=== PROVIDED PASSAGE ===
▬▬▬▬▬▬▬▬▬▬

The SDS is back?!

Yes. It’s true. College students all over the country are founding a revived version of Students for a Democratic Society.

Is this development epochal or quixotic?

Do we have any Dopers who remember the original SDS and can tell us something about it?

I had a small amount of involvement with the SDS in Australia, but (although they were into radical student politics), I don’t think it was quite the same as in the US.

Normally I’d say that’s a false dichotomy, but since you got one of them right it doesn’t matter. They’re students, ergo it’s quixotic.

Of course, for anyone who followed shampoo labels through the decades, it never really went away. :smiley:

Like most of the things in the sixties, the SDS is a pastiche of high and low philosophic integrity. The original values included peaceful protest, and strict non compliance with what was perceived as totalitarian doctrine in the US government. Later, it attracted a lot of fellow travelers, some peaceful, some philosophic, some not so much.

▬▬▬▬▬▬▬▬▬▬

=== WHAT YOU NEED TO DO ===
A) Answer these about the SDS thread:
(i) In which country did one poster have a small amount of involvement with the SDS?
(ii) Which of the two words in the opening question does the poster who mentions a false dichotomy call right?
(iii) What values of the original SDS does the last post list?
B) Please transcribe the part of the SDS thread that opens with the words containing "Of course, for" and closes with "not so much.".

=== RECORD LIST ===
▬▬▬▬▬▬▬▬▬▬

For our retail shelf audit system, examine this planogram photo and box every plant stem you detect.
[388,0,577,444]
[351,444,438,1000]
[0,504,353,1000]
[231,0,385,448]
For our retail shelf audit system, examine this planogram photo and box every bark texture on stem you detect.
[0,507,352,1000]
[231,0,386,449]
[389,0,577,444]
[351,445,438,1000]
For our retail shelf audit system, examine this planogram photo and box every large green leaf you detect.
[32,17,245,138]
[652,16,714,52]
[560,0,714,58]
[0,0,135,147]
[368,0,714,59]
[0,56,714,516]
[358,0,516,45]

▬▬▬▬▬▬▬▬▬▬

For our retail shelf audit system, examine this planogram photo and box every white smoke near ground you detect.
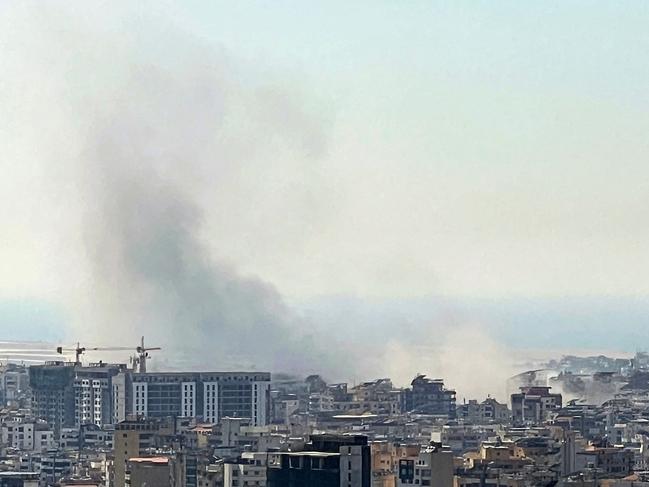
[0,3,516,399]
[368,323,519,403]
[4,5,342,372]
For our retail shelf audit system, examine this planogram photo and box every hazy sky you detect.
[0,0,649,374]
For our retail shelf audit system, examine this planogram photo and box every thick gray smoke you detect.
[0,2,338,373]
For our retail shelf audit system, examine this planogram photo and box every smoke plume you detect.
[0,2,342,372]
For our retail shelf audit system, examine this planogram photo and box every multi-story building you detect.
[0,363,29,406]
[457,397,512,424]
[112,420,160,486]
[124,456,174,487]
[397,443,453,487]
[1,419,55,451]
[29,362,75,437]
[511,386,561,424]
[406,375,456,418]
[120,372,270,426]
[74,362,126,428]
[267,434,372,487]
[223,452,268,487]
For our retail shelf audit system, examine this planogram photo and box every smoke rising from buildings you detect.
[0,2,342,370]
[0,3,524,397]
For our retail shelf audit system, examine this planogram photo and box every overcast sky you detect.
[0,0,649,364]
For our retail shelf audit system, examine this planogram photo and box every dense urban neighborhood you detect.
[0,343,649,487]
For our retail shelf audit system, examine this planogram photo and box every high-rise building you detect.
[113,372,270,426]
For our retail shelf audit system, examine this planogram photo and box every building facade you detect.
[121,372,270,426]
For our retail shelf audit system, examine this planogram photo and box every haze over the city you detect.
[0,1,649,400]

▬▬▬▬▬▬▬▬▬▬

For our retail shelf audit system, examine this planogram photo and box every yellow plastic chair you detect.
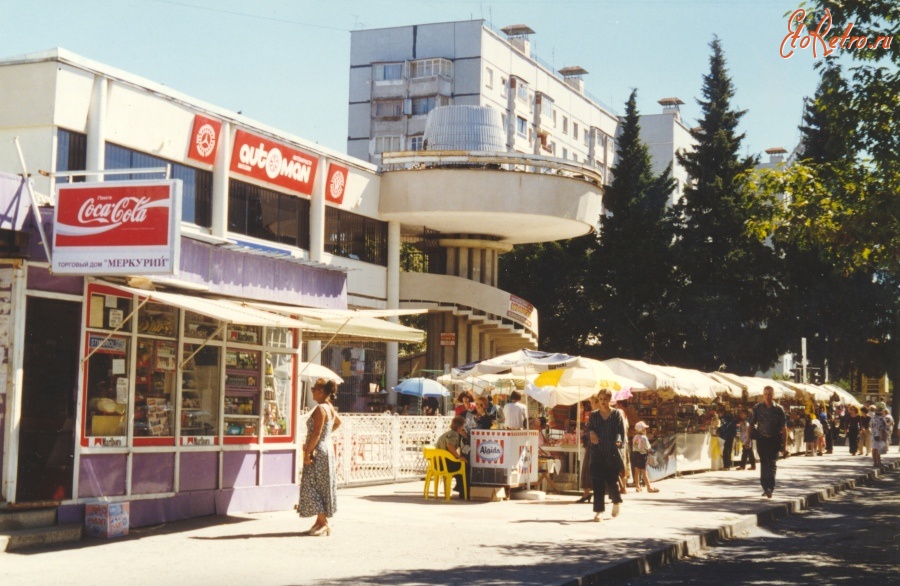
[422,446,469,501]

▬▬▬▬▬▬▬▬▬▬

=== THE ANSWERS ===
A)
(i) Australia.
(ii) Quixotic.
(iii) Peaceful protest, and strict non compliance with what was perceived as totalitarian doctrine in the US government.

B)
Of course, for anyone who followed shampoo labels through the decades, it never really went away. :smiley:

Like most of the things in the sixties, the SDS is a pastiche of high and low philosophic integrity. The original values included peaceful protest, and strict non compliance with what was perceived as totalitarian doctrine in the US government. Later, it attracted a lot of fellow travelers, some peaceful, some philosophic, some not so much.